**Set task**
Extract exactly and only the lines of the data below, starting at the line with "Where can the black" and stopping after the final line.

**Listed entries**
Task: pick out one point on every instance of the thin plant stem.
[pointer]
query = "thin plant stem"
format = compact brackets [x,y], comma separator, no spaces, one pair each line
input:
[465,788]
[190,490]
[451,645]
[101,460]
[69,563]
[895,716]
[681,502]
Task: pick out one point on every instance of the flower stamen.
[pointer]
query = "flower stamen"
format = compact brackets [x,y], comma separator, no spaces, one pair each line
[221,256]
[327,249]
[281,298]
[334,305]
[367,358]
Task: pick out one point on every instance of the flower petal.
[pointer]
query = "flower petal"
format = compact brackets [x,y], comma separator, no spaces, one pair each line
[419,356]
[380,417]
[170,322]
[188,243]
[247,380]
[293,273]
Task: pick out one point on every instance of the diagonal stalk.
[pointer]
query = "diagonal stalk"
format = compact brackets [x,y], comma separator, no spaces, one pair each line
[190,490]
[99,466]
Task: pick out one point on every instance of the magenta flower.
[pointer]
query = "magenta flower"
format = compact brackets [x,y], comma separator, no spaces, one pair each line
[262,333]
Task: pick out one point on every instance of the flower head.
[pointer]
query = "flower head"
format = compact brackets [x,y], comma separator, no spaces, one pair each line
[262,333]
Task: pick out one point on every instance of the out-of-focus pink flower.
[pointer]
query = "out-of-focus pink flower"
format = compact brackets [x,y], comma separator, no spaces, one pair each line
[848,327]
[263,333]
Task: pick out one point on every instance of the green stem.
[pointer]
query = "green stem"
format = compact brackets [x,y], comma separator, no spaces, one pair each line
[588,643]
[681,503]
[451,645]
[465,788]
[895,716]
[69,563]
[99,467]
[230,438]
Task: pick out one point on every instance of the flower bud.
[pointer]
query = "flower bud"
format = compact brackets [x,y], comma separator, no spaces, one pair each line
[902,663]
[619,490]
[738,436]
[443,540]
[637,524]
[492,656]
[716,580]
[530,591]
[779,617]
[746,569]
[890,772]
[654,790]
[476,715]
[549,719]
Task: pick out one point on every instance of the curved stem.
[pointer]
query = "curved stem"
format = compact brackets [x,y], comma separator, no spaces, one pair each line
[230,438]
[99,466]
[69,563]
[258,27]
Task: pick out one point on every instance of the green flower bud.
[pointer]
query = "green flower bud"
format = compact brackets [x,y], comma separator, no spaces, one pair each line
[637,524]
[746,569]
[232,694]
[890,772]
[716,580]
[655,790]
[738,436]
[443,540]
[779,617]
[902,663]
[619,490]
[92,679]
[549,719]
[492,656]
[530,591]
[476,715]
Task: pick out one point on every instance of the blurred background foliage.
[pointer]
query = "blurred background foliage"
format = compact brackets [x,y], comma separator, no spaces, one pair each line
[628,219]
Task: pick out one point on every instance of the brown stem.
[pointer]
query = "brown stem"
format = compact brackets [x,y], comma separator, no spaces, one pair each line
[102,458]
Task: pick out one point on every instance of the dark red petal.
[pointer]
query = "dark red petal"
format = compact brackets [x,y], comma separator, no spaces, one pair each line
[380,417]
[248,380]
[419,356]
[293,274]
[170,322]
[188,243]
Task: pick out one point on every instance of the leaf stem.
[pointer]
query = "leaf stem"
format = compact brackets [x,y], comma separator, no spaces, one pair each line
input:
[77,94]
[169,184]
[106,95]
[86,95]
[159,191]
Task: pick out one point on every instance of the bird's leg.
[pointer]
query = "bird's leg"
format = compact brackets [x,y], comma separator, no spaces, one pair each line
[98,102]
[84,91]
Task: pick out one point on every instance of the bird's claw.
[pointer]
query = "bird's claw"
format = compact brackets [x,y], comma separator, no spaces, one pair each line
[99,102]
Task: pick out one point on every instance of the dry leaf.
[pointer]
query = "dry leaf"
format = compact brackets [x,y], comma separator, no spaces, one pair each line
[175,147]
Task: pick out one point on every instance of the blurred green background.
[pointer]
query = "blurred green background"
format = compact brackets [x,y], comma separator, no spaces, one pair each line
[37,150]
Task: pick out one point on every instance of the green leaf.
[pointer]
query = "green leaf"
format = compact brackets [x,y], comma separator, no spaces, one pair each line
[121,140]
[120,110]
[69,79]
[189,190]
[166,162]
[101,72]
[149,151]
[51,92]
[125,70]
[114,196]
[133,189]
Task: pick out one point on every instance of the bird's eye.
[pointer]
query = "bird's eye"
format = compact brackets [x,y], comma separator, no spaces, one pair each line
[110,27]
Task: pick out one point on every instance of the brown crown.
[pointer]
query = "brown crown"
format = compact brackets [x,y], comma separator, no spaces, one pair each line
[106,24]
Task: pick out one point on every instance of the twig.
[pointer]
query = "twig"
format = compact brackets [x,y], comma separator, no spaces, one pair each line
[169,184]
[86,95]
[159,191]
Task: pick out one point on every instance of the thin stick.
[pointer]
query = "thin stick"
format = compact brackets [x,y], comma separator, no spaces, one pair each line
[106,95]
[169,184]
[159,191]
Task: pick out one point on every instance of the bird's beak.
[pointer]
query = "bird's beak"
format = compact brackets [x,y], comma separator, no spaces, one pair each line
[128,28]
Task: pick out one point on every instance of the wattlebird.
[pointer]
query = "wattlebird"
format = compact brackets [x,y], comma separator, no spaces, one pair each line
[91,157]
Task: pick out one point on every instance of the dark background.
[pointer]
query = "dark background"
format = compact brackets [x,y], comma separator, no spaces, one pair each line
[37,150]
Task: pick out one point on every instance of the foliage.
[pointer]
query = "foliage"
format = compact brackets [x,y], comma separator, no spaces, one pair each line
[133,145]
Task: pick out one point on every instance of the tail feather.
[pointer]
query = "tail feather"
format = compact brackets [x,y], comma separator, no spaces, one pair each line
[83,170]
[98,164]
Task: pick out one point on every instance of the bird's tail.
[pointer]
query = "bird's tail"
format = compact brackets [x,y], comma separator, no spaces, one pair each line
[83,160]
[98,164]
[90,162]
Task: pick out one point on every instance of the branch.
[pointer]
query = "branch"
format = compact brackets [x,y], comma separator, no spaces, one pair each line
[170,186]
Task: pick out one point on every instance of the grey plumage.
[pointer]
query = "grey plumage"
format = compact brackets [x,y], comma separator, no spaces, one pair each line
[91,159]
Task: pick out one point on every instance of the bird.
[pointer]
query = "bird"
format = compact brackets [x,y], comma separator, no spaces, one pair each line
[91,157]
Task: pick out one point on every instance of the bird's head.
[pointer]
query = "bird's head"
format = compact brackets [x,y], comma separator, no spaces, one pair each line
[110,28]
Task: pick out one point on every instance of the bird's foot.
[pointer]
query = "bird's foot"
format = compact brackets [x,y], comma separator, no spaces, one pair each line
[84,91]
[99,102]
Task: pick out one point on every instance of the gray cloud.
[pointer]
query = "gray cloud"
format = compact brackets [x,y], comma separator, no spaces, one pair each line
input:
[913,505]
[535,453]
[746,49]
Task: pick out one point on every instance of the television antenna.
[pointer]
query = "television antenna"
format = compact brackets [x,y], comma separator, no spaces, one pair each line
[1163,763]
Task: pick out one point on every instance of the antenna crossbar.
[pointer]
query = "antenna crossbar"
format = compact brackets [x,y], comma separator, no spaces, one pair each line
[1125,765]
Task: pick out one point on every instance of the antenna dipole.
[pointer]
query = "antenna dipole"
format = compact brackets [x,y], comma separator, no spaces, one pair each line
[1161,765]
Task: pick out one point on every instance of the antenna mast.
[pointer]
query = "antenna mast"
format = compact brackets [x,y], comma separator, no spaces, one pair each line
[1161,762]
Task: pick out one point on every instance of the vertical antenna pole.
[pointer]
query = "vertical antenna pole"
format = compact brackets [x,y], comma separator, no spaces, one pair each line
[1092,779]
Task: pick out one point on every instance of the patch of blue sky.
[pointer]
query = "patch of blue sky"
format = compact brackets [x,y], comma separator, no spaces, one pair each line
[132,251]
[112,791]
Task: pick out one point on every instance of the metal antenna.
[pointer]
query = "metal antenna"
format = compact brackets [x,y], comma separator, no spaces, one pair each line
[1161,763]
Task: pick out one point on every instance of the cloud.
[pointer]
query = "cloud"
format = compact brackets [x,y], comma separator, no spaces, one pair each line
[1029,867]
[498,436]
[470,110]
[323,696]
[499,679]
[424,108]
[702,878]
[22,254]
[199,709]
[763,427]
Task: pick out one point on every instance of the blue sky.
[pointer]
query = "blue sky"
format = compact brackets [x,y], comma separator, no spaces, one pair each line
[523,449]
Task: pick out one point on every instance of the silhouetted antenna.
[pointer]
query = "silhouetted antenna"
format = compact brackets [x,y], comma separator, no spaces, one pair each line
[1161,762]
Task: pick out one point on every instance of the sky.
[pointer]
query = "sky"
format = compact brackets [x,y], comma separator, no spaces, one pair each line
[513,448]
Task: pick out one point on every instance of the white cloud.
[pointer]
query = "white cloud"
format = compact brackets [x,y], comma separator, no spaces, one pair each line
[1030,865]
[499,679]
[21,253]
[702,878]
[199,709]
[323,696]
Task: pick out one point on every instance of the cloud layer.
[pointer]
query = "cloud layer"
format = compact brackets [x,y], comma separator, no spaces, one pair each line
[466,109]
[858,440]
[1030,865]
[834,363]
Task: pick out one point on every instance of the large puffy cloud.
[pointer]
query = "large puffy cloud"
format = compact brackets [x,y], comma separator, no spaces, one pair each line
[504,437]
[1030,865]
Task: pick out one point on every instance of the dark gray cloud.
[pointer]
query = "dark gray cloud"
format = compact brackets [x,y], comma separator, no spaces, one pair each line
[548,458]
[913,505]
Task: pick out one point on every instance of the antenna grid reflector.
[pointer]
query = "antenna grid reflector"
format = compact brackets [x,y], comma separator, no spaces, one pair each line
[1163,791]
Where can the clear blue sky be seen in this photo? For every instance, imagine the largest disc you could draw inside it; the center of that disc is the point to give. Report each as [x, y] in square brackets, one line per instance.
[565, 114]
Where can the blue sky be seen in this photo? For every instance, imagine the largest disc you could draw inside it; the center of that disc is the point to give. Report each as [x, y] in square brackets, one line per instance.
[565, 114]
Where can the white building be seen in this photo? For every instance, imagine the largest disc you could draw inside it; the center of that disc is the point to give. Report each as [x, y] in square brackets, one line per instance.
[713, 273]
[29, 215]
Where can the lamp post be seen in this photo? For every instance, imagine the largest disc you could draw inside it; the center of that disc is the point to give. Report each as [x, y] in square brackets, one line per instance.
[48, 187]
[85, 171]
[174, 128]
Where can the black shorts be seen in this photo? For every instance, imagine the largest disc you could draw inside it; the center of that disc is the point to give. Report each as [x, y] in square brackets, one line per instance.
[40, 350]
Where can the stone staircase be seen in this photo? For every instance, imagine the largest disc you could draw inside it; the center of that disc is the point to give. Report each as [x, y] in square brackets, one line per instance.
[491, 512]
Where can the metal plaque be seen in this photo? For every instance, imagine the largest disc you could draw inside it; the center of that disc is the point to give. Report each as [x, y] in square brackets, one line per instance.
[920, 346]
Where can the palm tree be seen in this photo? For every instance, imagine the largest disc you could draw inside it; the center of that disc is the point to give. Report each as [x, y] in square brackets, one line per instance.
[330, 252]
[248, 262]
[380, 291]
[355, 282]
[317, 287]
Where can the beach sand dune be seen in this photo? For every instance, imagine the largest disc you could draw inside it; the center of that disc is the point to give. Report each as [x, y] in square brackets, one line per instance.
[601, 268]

**Solution below**
Where can the black shorts be seen in this photo? For every instance, imagine the largest disc you could draw inside it; the center of that disc is the point to give. Report each as [x, y] in square brackets, one line per instance.
[40, 350]
Where can the stone staircase be seen in this photo? For every instance, imagine the largest disc you could draw inside it; the center of that disc is the point to give. Report each as [x, y] in square brackets, one line per instance.
[491, 512]
Where can the metal plaque be seen in this photo? For every instance, imagine the largest disc you could draw inside it; the center of that disc is the point to give. Report each as [x, y] in square brackets, one line per instance.
[920, 346]
Where can the palm tree be seen in this photo? For every instance, imagine the largest disc you could draw inside it; the center of that disc is the point to give. Report each as [x, y] in square brackets, one line per instance.
[330, 252]
[248, 262]
[380, 291]
[355, 282]
[317, 287]
Where can the beach sand dune be seen in this photo? For every instance, imagine the largest disc you could draw inside it; the center of that disc is the point to give. Report each as [x, y] in square brackets, one line per instance.
[601, 268]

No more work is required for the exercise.